*Task objective*
Copy the stretch of the Zen2 bootstrapping thread from "Pinging @elastic/es-distributed" through "comments on ClusterBootstrapService.", substituting "rebase conflict" for "merge conflict".

*Document passage*

Bootstrap a Zen2 cluster once quorum is discovered #37463

DaveCTurner · 2019-01-15T10:03:28Z

Today when bootstrapping a Zen2 cluster we wait for every node in the
initial_master_nodes setting to be discovered, so that we can map the
node names or addresses in the initial_master_nodes list to their IDs for
inclusion in the initial voting configuration. This means that if any of
the expected master-eligible nodes fails to start then bootstrapping will
not occur and the cluster will not form. This is not ideal, and we would
prefer the cluster to bootstrap even if some of the master-eligible nodes
do not start.

Safe bootstrapping requires that all pairs of quorums of all initial
configurations overlap, and this is particularly troublesome to ensure
given that nodes may be concurrently and independently attempting to
bootstrap the cluster. The solution is to bootstrap using an initial
configuration whose size matches the size of the expected set of
master-eligible nodes, but with the unknown IDs replaced by "placeholder"
IDs that can never belong to any node. Any quorum of received votes in any
of these placeholder-laden initial configurations is also a quorum of the
"true" initial set of master-eligible nodes, giving the guarantee that it
intersects all other quorums as required.

Note that this change means that the initial configuration is not
necessarily robust to any node failures. Normally the cluster will form and
then auto-reconfigure to a more robust configuration in which the
placeholder IDs are replaced by the IDs of genuine nodes as they join the
cluster; however if a node fails between bootstrapping and this
auto-reconfiguration then the cluster may become unavailable. This we feel
to be less likely than a node failing to start at all.

This commit also enormously simplifies the cluster bootstrapping process.
Today, the cluster bootstrapping process involves two (local) transport actions
in order to support a flexible bootstrapping API and to make it easily
accessible to plugins. However this flexibility is not required for the current
design so it is adding a good deal of unnecessary complexity. Here we remove
this complexity in favour of a much simpler ClusterBootstrapService
implementation that does all the work itself.

Today, the cluster bootstrapping process involves two (local) transport actions in order to support a flexible bootstrapping API and to make it easily accessible to plugins. However this flexibility is not required for the current design so it is adding a good deal of unnecessary complexity. This commit removes this complexity in favour of a much simpler ClusterBootstrapService implementation that does all the work itself.

elasticmachine · 2019-01-15T10:03:31Z

Pinging @elastic/es-distributed

DaveCTurner · 2019-01-15T10:05:47Z

The merge conflict is trivial - the file can be deleted - but I am not using the current HEAD of master since it is not currently passing CI. I'll merge a more recent master once things go green there again.

ywelsch

I like the simplification here. I've left some comments on ClusterBootstrapService.

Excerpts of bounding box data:
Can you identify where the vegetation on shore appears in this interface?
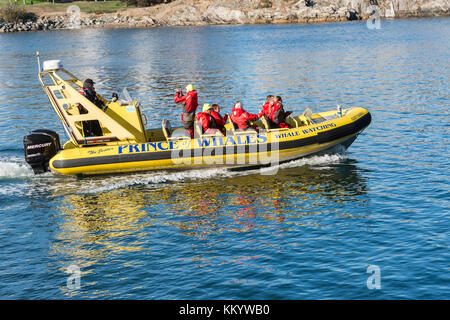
[0,3,36,23]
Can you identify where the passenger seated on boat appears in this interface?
[230,101,261,131]
[78,79,105,137]
[195,103,223,135]
[268,96,292,128]
[210,103,228,135]
[258,94,274,118]
[258,94,278,129]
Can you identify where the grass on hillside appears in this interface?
[0,0,129,14]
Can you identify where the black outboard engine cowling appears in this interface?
[23,129,61,174]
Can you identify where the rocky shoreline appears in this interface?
[0,0,450,33]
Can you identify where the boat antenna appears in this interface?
[36,51,42,72]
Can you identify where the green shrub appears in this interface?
[258,0,272,9]
[0,3,36,23]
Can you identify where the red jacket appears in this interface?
[210,109,228,130]
[267,102,280,123]
[258,102,271,117]
[174,90,198,112]
[231,107,261,129]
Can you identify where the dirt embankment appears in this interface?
[0,0,450,32]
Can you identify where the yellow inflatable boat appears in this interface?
[24,60,371,175]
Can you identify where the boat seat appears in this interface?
[300,108,327,125]
[260,116,289,132]
[161,119,191,141]
[227,113,257,136]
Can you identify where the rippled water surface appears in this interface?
[0,18,450,299]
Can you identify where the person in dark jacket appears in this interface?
[174,84,198,138]
[78,79,105,137]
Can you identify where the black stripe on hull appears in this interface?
[52,113,372,169]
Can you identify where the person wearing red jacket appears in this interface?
[195,103,223,134]
[174,84,198,138]
[230,101,261,130]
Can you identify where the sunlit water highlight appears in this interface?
[0,18,450,299]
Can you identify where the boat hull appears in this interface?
[50,108,371,175]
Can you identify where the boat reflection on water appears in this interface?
[53,159,366,259]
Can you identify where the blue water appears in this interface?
[0,18,450,299]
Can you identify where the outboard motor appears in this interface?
[23,129,61,174]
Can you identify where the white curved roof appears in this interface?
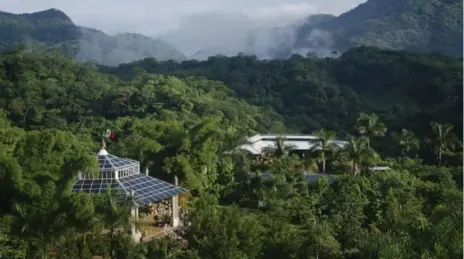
[238,134,346,155]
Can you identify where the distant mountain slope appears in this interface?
[0,9,186,65]
[293,0,463,56]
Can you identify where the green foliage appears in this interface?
[297,0,463,56]
[0,49,463,259]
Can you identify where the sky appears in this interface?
[0,0,365,55]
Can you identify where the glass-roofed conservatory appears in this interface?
[72,149,187,206]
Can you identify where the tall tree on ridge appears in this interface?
[356,113,387,148]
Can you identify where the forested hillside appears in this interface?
[291,0,463,56]
[0,48,463,259]
[100,47,463,141]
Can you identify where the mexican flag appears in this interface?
[104,129,116,141]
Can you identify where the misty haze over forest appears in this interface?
[2,0,365,60]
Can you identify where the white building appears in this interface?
[237,134,346,155]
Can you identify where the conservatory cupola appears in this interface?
[72,146,187,206]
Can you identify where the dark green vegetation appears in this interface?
[100,47,463,146]
[0,9,186,65]
[0,48,463,259]
[294,0,463,56]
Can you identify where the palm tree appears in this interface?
[344,136,374,175]
[427,122,460,165]
[356,113,387,148]
[96,190,134,256]
[392,129,420,163]
[310,129,338,173]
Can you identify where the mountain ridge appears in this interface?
[292,0,463,56]
[0,8,186,65]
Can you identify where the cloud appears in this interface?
[160,3,315,59]
[1,0,366,60]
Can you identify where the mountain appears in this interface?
[0,9,186,65]
[281,0,463,56]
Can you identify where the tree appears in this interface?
[344,136,374,175]
[310,129,339,173]
[356,113,387,148]
[428,122,460,165]
[392,129,420,162]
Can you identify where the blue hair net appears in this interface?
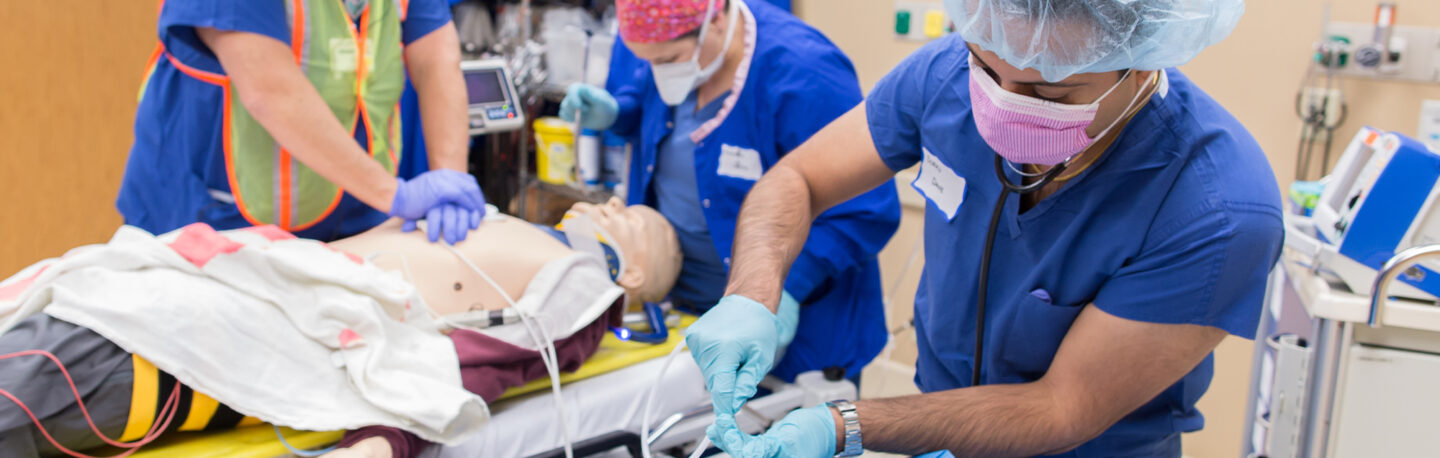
[945,0,1246,82]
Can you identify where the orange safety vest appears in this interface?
[141,0,409,232]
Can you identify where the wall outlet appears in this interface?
[1300,88,1345,128]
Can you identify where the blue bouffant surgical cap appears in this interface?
[945,0,1246,82]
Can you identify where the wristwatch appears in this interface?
[825,399,865,457]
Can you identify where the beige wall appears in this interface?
[795,0,1440,458]
[0,0,156,273]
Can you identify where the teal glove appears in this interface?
[685,294,783,416]
[775,291,801,351]
[560,82,621,131]
[706,403,835,458]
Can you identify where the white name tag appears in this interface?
[330,37,374,79]
[716,144,765,181]
[910,148,965,220]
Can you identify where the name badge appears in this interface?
[716,144,765,181]
[910,148,965,220]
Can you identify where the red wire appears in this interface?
[0,350,180,458]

*Output of the exercise*
Pinging @elastic/es-distributed

DaveCTurner · 2019-01-15T10:05:47Z

The rebase conflict is trivial - the file can be deleted - but I am not using the current HEAD of master since it is not currently passing CI. I'll merge a more recent master once things go green there again.

ywelsch

I like the simplification here. I've left some comments on ClusterBootstrapService.